**Aim:**
Replace "polo shirt" with "T-shirt" in the records starting at the line containing "Can you find the background" and ending at the line containing "[[488, 256]]", and give those lines back with nothing else changed.

**Records for the task:**
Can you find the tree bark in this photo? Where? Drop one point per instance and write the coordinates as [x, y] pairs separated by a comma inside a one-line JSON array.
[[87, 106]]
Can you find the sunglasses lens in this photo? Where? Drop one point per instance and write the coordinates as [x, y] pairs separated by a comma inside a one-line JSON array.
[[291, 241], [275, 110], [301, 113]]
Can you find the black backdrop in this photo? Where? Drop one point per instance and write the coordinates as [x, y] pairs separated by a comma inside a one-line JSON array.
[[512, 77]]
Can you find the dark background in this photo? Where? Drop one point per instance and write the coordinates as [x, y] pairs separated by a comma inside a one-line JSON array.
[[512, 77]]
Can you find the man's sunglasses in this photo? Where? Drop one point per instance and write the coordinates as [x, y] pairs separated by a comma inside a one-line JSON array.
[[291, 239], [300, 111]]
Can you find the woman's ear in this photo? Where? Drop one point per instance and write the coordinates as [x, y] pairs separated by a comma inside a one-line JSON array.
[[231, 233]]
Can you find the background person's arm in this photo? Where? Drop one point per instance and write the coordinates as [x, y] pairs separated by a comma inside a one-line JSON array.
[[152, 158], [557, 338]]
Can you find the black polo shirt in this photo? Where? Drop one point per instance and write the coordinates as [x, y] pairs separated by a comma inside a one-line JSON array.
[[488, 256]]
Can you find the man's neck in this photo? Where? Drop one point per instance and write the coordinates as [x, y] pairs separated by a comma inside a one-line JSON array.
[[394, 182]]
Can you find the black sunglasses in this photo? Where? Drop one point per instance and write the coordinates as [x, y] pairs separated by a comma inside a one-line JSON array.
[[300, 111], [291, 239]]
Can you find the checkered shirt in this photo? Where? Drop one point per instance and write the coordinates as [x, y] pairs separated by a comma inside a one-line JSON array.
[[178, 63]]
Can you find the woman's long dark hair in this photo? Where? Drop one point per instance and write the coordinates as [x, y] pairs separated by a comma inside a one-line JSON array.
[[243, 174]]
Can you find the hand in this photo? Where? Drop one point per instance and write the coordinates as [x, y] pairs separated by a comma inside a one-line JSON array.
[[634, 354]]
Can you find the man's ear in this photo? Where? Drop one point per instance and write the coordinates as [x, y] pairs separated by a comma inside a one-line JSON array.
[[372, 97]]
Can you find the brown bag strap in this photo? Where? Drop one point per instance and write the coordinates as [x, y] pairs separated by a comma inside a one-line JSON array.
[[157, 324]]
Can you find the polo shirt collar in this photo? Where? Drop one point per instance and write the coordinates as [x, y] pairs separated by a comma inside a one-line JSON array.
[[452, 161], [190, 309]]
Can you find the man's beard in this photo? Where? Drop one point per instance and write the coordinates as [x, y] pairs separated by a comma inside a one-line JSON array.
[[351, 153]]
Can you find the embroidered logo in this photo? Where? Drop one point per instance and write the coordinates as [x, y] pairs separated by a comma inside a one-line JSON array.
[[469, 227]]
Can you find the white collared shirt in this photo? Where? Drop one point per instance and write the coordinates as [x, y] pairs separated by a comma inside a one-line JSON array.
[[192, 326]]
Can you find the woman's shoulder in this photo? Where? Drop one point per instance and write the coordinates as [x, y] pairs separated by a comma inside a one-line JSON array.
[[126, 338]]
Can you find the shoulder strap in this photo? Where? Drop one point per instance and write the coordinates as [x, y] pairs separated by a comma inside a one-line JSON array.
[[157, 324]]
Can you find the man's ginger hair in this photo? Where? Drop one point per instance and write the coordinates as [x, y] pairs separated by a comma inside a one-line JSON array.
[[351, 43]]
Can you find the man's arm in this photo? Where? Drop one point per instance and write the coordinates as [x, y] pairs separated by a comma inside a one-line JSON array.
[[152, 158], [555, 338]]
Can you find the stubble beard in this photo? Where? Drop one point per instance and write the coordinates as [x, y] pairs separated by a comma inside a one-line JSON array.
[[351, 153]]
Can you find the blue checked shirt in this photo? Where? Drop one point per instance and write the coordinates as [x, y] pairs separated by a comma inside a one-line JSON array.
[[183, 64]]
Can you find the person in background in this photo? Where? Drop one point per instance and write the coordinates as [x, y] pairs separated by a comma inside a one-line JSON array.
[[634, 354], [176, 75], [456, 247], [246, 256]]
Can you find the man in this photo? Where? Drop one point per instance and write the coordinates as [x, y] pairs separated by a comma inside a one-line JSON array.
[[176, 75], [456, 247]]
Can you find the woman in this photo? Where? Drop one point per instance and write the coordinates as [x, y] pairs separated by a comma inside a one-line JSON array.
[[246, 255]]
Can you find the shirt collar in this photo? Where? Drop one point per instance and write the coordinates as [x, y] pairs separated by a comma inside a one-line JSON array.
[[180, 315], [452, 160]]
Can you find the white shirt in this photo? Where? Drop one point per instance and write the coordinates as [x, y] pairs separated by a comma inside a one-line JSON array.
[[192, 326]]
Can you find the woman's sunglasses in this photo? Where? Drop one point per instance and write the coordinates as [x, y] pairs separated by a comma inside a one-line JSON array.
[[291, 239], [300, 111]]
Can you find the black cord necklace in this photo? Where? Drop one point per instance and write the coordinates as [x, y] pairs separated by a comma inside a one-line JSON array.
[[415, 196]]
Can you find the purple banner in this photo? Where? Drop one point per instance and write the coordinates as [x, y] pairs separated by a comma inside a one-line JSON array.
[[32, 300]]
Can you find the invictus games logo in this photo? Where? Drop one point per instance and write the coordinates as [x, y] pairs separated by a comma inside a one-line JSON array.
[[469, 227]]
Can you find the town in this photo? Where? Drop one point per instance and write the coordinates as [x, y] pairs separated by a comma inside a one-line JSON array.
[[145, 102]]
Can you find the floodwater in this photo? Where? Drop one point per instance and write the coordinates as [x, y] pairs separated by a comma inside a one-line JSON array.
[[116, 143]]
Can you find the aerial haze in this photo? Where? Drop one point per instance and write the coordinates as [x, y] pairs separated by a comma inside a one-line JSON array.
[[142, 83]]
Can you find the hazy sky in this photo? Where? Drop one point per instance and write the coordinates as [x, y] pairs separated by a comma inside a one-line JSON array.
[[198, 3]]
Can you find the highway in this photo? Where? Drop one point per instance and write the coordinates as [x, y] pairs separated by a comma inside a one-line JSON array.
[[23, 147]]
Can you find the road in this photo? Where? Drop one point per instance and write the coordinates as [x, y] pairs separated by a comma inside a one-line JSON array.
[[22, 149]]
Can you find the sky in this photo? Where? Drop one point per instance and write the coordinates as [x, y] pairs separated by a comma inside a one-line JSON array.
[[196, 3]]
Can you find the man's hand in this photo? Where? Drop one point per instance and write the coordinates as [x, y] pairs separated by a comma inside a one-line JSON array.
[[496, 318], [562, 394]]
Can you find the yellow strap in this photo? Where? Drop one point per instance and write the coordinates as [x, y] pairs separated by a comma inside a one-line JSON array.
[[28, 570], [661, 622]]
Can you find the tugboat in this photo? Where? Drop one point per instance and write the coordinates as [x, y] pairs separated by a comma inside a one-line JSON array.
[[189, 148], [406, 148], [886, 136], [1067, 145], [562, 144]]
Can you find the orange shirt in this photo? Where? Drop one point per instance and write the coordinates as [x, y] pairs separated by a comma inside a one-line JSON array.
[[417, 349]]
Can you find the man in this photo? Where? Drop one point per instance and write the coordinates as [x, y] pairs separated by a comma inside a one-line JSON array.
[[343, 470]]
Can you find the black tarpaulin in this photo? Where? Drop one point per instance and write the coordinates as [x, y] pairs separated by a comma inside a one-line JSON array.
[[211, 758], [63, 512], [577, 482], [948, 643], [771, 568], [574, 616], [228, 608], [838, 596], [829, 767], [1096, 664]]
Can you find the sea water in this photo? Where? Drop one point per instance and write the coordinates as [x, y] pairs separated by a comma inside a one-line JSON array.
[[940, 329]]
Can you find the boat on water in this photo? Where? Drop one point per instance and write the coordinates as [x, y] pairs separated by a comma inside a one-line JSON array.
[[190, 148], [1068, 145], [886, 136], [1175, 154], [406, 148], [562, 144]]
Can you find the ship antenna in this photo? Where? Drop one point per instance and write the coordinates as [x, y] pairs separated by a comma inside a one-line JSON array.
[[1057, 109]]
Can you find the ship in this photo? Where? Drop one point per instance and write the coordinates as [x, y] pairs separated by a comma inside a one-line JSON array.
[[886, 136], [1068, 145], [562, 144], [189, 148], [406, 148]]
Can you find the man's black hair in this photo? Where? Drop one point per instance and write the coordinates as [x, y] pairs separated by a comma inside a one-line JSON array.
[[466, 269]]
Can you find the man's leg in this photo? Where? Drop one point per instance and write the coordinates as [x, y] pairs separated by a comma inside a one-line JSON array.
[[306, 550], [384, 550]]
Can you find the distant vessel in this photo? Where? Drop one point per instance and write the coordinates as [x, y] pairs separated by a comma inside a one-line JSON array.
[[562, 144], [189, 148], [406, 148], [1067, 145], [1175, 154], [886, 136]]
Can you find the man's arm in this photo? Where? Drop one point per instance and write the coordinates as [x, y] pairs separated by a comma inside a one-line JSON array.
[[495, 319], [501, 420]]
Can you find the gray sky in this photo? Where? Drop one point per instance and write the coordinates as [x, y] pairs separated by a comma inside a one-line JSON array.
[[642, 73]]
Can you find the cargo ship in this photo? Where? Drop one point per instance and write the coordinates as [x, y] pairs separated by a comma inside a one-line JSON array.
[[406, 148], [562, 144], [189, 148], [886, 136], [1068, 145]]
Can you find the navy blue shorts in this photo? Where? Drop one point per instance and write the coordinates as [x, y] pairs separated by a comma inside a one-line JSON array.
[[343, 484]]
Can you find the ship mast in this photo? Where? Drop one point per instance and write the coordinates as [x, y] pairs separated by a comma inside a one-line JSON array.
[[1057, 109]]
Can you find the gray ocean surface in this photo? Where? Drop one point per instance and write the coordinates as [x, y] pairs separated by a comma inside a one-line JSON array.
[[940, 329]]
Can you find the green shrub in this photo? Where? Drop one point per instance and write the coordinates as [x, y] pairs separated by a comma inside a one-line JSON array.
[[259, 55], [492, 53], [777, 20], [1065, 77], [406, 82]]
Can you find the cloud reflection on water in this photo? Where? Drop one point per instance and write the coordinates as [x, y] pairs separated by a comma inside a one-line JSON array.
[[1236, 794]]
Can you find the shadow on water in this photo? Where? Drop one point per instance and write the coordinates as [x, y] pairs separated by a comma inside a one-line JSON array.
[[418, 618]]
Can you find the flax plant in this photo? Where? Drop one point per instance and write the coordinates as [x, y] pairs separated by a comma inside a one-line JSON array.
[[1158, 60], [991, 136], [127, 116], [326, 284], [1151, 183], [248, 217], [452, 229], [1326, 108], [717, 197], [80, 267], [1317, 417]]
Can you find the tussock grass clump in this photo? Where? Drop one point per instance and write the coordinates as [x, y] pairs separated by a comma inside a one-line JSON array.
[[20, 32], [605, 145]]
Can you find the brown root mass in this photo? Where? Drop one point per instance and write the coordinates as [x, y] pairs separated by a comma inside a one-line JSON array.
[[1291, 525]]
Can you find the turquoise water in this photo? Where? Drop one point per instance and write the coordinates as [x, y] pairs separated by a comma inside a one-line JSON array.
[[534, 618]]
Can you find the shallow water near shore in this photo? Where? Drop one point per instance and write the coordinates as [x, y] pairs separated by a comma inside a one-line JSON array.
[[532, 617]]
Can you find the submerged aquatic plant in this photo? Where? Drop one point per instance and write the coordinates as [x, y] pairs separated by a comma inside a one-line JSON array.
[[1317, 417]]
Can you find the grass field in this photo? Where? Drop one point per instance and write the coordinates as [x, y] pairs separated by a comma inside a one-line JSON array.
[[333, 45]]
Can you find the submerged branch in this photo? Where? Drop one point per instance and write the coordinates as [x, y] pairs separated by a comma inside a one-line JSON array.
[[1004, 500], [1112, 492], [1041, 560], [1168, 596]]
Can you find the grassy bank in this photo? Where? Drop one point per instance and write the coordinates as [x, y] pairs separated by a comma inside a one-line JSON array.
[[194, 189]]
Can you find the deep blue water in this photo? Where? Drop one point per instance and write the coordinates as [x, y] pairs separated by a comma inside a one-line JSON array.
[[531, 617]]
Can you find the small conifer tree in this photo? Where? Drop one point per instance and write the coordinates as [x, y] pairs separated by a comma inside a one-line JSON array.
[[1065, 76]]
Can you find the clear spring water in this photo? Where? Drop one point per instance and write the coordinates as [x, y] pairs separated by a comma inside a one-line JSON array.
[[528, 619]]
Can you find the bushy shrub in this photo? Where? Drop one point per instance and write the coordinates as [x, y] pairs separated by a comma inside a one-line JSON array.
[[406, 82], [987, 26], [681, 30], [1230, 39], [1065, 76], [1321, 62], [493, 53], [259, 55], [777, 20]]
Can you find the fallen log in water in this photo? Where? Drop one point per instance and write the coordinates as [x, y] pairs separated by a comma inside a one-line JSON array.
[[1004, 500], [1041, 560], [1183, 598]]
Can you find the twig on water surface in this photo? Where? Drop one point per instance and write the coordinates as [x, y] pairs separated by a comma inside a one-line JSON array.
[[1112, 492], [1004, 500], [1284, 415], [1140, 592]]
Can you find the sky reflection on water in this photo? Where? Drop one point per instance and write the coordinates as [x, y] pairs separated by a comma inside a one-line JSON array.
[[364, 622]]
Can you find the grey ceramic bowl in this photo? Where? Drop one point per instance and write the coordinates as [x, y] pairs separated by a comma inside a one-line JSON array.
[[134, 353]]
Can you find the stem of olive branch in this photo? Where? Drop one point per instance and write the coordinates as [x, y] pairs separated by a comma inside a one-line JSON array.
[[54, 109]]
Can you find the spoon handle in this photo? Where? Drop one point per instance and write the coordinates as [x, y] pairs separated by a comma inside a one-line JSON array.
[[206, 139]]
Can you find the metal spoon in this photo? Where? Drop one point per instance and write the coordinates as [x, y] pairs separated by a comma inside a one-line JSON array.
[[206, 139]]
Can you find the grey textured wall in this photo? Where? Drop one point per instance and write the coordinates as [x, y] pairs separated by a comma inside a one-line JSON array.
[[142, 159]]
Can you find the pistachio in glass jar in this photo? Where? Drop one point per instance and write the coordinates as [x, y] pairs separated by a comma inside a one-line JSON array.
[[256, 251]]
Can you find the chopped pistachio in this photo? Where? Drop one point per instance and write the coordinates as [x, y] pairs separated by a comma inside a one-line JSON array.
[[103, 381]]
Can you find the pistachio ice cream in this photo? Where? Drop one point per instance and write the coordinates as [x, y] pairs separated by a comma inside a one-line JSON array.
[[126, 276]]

**Solution to the exercise:**
Can you find the background person's arm in this photo? Where? Drop one point per instance and write the coordinates as [x, y] pairs separated by a comma inside a one-line JSON array.
[[152, 158], [557, 338]]
Can you find the black T-shirt in this photo? Where? Drop one point per instance and write the coordinates as [x, y] pairs separated by a comma inside a one-line JSON array.
[[488, 256]]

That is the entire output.